-- Begin Passage given --
The School's Name
Why is it named after St. Thomas?
For two reasons: One, it is to honor Subdeacon Thomas, who for many years and even now is a strong evangelical presence within the life of St. John.
A second reason is our desire to have St. Thomas to be the patron of the school. St. Thomas, also commonly known as “Doubting Thomas,” is perhaps best known for telling his fellow Apostles regarding the risen Christ, “Unless I see in His hands the print of the nails, and put my finger into the print of the nails, and put my hand into His side, I will not believe” (John 20:25).
What is less known about Thomas, however, is that after seeing the resurrected Christ, St. John Chrysostom tells us that he “toiled through the grace of God more bravely, more zealously and tirelessly than them all, so that he went preaching over nearly all the earth, not fearing to proclaim the Word of God to savage nations.”1
After founding Christian churches in Palestine, Mesopotamia, Parthia, Ethiopia and India, preaching the Gospel earned him a martyr’s death after having converted the wife and son of the prefect of the Indian city of Meliapur [Melipur]. 2
Christ did not rebuke the doubt of Thomas. Jesus encouraged him, saying, “Reach your finger here, and look at My hands; and reach your hand here, and put it into My side. Do not be unbelieving, but believing.” However, Jesus made it clear, as we recently heard from Fr. Aidan, that mature believers no longer live in doubt. Jesus went on to say to Thomas, “Because you have seen Me, you have believed. Blessed are those who have not seen and yet have believed.” So, come to the St. Thomas school. Bring your doubts, not to embrace doubting, as is now fashionable, but to learn the answers of the Church. Let us not be unbelieving, but believing.
-- End Passage given --
-- Begin Provided information --
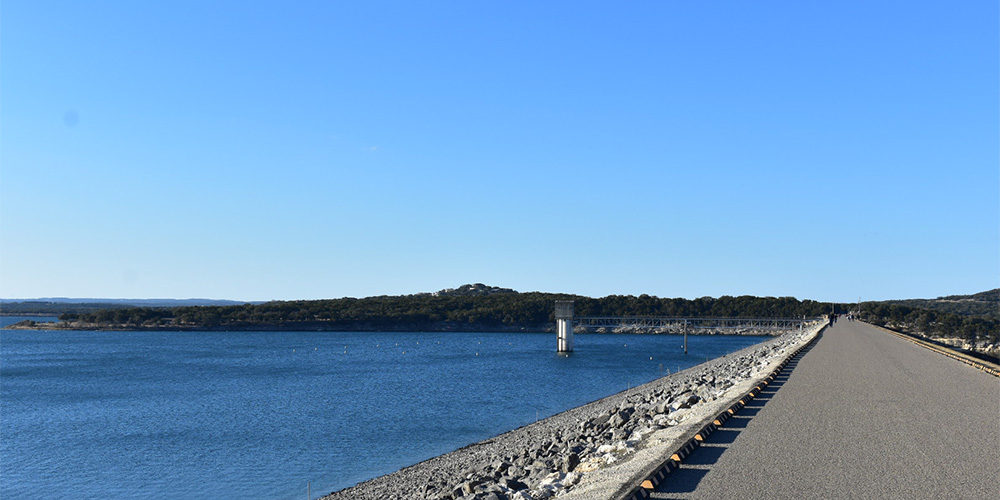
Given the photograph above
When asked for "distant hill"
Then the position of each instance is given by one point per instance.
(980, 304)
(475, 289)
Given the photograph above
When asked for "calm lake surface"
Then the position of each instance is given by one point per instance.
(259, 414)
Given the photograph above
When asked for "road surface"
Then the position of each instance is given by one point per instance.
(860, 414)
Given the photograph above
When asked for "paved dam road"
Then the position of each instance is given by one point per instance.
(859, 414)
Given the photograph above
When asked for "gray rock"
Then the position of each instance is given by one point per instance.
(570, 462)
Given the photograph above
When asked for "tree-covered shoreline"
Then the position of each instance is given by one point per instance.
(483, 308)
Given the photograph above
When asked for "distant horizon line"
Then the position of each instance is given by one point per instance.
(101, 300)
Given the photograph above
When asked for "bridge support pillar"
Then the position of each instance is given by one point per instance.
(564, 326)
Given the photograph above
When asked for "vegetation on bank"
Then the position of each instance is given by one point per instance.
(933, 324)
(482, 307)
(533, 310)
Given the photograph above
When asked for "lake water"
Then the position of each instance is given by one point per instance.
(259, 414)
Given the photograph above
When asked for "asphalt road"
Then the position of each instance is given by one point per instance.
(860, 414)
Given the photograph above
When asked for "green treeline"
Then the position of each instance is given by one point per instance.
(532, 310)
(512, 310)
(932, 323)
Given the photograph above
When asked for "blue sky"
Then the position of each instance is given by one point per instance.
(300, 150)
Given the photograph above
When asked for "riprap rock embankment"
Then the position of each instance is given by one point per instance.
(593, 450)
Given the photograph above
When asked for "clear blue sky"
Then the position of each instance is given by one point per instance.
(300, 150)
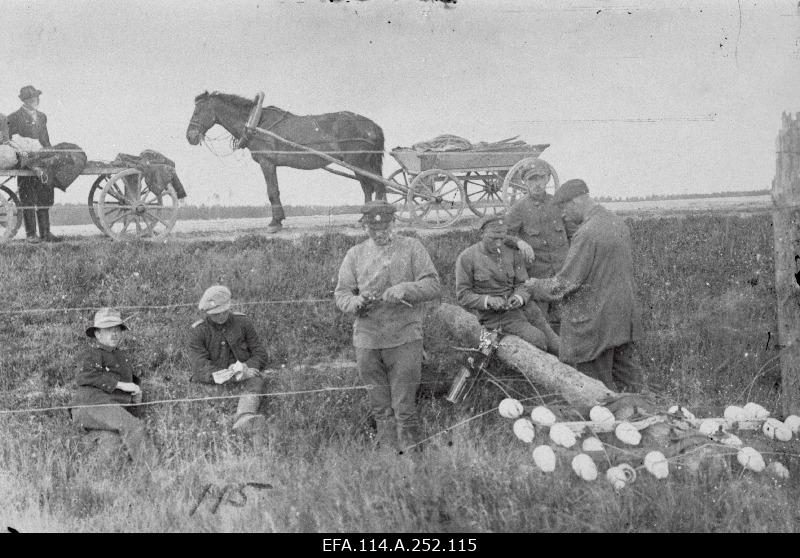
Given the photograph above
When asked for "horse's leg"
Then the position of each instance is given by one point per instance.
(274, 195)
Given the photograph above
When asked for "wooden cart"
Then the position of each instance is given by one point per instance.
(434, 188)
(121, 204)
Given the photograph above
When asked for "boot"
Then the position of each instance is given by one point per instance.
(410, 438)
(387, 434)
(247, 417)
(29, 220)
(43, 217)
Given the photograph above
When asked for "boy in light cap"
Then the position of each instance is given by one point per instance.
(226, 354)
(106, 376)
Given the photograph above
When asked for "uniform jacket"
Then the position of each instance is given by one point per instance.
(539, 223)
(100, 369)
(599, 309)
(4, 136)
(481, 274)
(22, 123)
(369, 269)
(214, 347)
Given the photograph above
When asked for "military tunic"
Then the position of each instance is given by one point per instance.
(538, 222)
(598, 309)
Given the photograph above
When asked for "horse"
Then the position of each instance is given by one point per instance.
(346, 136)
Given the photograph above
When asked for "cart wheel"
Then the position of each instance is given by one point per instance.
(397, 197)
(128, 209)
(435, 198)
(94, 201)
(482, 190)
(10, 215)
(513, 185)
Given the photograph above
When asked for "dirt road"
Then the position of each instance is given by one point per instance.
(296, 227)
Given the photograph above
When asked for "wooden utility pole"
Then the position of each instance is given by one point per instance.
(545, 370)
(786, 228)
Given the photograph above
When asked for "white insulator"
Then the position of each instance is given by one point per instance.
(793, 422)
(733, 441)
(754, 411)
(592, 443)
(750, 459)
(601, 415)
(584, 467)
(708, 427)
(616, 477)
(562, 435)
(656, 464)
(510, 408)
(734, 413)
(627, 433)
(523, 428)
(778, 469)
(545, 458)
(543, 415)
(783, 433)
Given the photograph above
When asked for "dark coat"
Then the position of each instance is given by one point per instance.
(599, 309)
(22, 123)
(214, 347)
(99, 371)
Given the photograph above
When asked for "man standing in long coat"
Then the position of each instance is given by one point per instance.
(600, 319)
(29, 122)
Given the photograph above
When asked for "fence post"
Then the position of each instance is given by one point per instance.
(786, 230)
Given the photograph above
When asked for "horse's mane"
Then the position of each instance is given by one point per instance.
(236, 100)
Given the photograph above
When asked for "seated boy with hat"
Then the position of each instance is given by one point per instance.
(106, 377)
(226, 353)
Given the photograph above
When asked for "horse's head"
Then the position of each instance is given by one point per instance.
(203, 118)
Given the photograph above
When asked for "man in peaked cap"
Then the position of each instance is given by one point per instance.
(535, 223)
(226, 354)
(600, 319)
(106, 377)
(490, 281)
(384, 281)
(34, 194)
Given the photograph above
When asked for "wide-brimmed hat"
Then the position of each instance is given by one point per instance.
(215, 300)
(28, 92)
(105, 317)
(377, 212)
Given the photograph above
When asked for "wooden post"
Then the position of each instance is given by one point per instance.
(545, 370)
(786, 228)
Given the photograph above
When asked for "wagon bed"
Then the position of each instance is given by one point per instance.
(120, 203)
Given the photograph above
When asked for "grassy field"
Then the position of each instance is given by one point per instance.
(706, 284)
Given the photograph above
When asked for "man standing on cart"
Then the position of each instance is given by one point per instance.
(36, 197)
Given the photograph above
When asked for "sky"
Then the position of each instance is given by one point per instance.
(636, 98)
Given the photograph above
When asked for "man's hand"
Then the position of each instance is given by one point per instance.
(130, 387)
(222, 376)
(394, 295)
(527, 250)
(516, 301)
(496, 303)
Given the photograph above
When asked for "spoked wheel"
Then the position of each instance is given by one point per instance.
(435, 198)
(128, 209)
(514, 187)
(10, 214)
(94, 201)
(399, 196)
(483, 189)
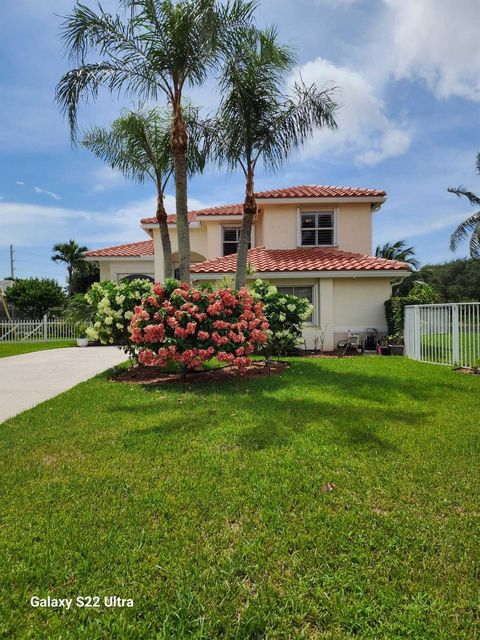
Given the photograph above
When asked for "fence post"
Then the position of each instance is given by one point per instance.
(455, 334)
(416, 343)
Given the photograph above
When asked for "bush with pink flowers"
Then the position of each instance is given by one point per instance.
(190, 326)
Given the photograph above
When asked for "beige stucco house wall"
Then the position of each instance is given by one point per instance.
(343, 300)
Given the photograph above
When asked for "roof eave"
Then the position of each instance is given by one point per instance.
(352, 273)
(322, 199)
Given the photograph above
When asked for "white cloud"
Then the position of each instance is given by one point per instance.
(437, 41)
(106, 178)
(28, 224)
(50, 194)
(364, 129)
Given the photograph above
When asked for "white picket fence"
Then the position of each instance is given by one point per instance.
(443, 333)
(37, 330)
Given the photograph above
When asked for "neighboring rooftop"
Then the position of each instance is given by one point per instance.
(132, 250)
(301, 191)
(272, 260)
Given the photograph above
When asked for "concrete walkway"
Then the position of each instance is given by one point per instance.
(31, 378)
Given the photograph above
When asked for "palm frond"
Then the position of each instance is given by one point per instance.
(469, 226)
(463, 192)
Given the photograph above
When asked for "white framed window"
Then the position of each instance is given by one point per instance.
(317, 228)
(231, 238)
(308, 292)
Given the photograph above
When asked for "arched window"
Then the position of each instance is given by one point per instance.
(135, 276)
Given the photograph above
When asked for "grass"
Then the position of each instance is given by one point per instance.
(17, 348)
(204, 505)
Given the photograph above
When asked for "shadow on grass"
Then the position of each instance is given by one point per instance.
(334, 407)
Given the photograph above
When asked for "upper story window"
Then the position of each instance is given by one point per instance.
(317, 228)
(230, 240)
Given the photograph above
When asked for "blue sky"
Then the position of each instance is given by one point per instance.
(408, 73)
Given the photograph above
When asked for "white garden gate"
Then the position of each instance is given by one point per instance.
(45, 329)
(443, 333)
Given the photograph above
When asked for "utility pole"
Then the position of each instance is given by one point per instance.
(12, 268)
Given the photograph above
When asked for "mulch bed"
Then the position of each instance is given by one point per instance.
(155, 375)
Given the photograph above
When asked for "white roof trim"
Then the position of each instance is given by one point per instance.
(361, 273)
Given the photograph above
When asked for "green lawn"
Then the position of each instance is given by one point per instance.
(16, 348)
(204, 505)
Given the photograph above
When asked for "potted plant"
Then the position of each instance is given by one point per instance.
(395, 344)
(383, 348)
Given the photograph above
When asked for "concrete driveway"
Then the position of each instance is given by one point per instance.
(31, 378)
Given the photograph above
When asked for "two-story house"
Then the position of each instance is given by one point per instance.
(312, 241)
-- End Provided information --
Objective 1.
Name every place where, according to the passage on the school's name, Thomas founded Christian churches.
Objective 2.
Answer from the passage on the school's name:
(a) Which Bible reference is given for Thomas's words "Unless I see in His hands the print of the nails"?
(b) Whose conversion preceded Thomas's martyr's death?
(c) From whom had the community recently heard that mature believers no longer live in doubt?
Objective 3.
Copy the passage on the school's name from the words "The School's Name" through "of St. John.", renaming "Subdeacon" as "Deacon".

Task answer 1.
Palestine, Mesopotamia, Parthia, Ethiopia, India

Task answer 2.
(a) John 20:25
(b) The wife and son of the prefect of the Indian city of Meliapur
(c) Fr. Aidan

Task answer 3.
The School's Name
Why is it named after St. Thomas?
For two reasons: One, it is to honor Deacon Thomas, who for many years and even now is a strong evangelical presence within the life of St. John.